THE PROBLEM — Rewrite the records below with every "indicate" replaced by "mark" and nothing else changed. Leave the pictures out.

ROWS —
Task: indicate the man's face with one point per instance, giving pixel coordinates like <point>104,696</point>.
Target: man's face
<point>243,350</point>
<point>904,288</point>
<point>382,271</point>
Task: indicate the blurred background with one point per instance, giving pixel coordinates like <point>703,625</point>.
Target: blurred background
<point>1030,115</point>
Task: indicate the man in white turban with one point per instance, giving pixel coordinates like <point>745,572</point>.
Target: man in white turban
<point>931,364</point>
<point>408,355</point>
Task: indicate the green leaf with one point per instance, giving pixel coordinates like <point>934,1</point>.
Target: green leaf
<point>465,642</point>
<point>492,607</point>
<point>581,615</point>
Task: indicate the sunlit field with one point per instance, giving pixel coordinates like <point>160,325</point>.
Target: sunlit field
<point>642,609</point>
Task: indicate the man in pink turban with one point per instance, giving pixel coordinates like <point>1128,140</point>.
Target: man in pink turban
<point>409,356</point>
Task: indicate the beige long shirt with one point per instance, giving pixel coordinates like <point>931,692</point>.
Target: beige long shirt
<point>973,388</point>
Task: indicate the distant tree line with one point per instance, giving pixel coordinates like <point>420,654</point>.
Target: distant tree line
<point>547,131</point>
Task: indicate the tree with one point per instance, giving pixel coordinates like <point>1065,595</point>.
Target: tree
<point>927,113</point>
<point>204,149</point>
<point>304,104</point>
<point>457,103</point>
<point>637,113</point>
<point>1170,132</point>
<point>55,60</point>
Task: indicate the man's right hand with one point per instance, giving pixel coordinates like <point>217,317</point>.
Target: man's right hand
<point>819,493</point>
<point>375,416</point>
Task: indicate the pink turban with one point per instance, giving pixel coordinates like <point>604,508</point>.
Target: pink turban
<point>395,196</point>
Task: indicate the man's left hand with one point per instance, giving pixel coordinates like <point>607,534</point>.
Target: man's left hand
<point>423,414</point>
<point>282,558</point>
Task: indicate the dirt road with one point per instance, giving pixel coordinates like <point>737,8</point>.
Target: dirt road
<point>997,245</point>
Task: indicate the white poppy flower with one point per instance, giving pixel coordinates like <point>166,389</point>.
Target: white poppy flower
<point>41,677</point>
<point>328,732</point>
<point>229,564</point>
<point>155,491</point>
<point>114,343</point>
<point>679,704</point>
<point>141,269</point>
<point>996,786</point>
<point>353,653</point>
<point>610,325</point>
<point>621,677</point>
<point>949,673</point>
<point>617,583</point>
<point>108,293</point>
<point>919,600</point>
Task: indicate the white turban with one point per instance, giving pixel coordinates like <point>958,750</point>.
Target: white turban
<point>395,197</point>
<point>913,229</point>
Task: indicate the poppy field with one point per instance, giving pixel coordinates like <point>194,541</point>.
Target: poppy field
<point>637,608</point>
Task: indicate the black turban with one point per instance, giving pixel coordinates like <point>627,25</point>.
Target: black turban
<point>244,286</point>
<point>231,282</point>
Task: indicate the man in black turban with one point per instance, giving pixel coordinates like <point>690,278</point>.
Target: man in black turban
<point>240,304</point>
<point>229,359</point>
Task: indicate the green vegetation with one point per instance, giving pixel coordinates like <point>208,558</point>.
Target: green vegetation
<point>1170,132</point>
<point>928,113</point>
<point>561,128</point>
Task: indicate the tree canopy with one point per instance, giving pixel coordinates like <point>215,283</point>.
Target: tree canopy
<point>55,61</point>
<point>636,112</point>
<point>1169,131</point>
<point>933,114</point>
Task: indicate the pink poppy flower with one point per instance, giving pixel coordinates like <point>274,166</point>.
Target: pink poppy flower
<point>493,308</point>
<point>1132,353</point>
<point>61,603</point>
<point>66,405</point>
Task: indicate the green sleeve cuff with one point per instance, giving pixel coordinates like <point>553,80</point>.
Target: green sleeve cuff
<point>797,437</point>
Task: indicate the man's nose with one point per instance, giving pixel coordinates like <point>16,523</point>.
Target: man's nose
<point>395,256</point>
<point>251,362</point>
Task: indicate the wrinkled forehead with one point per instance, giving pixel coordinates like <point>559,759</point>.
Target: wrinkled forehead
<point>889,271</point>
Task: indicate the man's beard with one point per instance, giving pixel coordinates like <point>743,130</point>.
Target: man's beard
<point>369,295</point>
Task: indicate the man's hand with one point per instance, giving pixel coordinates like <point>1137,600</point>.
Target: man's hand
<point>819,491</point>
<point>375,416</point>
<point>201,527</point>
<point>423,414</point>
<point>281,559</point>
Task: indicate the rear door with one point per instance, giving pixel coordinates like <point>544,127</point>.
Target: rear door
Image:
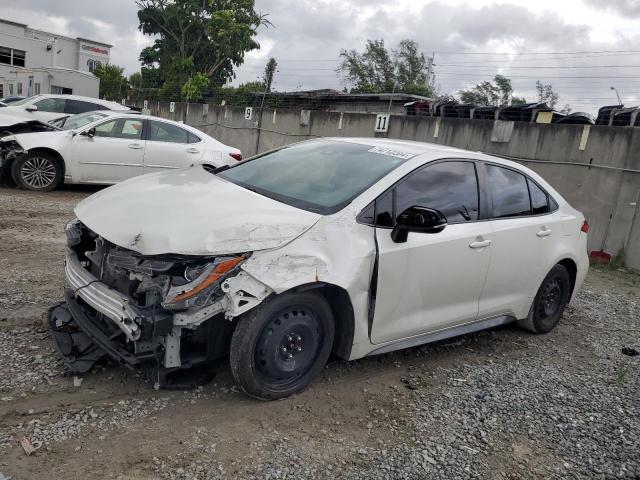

REPLY —
Task: mark the man's face with one point per instance, giving pixel coordinates like <point>104,696</point>.
Target: man's face
<point>243,350</point>
<point>904,288</point>
<point>382,271</point>
Task: mark the blurred background with one point per instance, giving pixel coordinates like <point>703,625</point>.
Target: blurred background
<point>1030,115</point>
Task: mark the man in white turban with one point per instance, giving pixel coordinates like <point>745,572</point>.
Target: man in white turban
<point>931,364</point>
<point>408,355</point>
Task: mark the green leaf with one point per instance, giving pixel coordinates like <point>934,1</point>.
Target: green leaf
<point>465,642</point>
<point>492,607</point>
<point>581,615</point>
Task: mark the sunlit field with one point per instance, giving pixel coordinates like <point>160,325</point>.
Target: sunlit field
<point>642,609</point>
Task: mark the man in pink turban with one point per instance, giving pixel coordinates like <point>1128,140</point>.
Target: man in pink turban
<point>409,356</point>
Task: mark the beige long shirt with one point per instance, giving pixel coordinates like <point>931,692</point>.
Target: beige long shirt
<point>973,388</point>
Task: mark the distant tree line with one point per instance, giving pixel coordinates like <point>420,654</point>.
Target: distant tree line
<point>547,131</point>
Task: mark the tree with one point per instance, giving pixel coordinates like <point>1065,595</point>.
Target: tree
<point>927,113</point>
<point>204,149</point>
<point>304,104</point>
<point>457,103</point>
<point>637,113</point>
<point>1170,132</point>
<point>55,60</point>
Task: mark the man's right hand with one point per instance, giving pixel coordinates like <point>217,317</point>.
Target: man's right hand
<point>819,493</point>
<point>375,416</point>
Task: mark the pink turban with one point per instance, giving pixel coordinates like <point>604,508</point>.
Target: pink turban
<point>395,196</point>
Task: mark the man's left hand with one point per instance, giving pixel coordinates like <point>607,534</point>.
Target: man's left hand
<point>423,414</point>
<point>282,558</point>
Task: mark the dirt road with one point per instance, giving pixel coordinates like <point>737,8</point>.
Target: dirt road
<point>997,245</point>
Task: mark the white poppy flower with one point per instance, giving pixel coordinates like <point>166,389</point>.
Target: white poppy flower
<point>41,677</point>
<point>328,732</point>
<point>229,564</point>
<point>155,491</point>
<point>114,343</point>
<point>679,704</point>
<point>141,269</point>
<point>996,786</point>
<point>353,653</point>
<point>610,325</point>
<point>621,677</point>
<point>949,673</point>
<point>617,583</point>
<point>108,293</point>
<point>919,600</point>
Task: mark the white turban with one point per instance, giving pixel coordinates like <point>958,750</point>.
Target: white turban
<point>395,197</point>
<point>913,229</point>
Task: mark the poppy field with one point per instance, giving pixel coordinates like <point>194,541</point>.
Target: poppy field
<point>637,608</point>
Task: mark the black turban with one point per instance, giving pixel coordinates like <point>627,25</point>.
Target: black turban
<point>244,286</point>
<point>231,282</point>
Task: mark the man in black turban with one point per instance, giving pixel coordinates like <point>690,278</point>.
Target: man in black turban
<point>240,304</point>
<point>229,359</point>
Task: mark the green vegetation with one point per instance, giving pixel coordinates like <point>208,558</point>.
Target: green vegetation
<point>1170,132</point>
<point>928,113</point>
<point>561,128</point>
Task: mark the tree canopy with one point per instance, giving pixel coordinates like <point>215,283</point>.
Target: tree canopy
<point>55,61</point>
<point>636,112</point>
<point>1169,131</point>
<point>933,114</point>
Task: mark the pink poppy flower with one point per instance, giving pixel coordinates like <point>274,166</point>.
Target: pink poppy flower
<point>493,308</point>
<point>1132,353</point>
<point>61,603</point>
<point>66,405</point>
Task: mark the green sleeve cuff with one point per instance, giving pixel coordinates like <point>553,80</point>.
Target: green sleeve cuff
<point>797,437</point>
Task: mark the man's nose with one point per instance, giving pixel coordinates like <point>16,523</point>.
Target: man's nose
<point>395,256</point>
<point>251,362</point>
Task: mark the wrinkled forehead with one point per instance, giving pixel coordinates like <point>559,759</point>.
Target: wrinkled forehead
<point>889,271</point>
Task: mark the man's beard with one point per instance, giving pixel coordinates like <point>743,130</point>.
Target: man's beard
<point>369,295</point>
Task: mark the man's hand with one point per instance, giving pixel coordinates like <point>1137,600</point>.
Target: man's hand
<point>819,491</point>
<point>375,416</point>
<point>201,527</point>
<point>423,414</point>
<point>281,559</point>
Task: mark the rear door with one point per instance, giving pixel coordinates like <point>544,127</point>.
Target: rear door
Image:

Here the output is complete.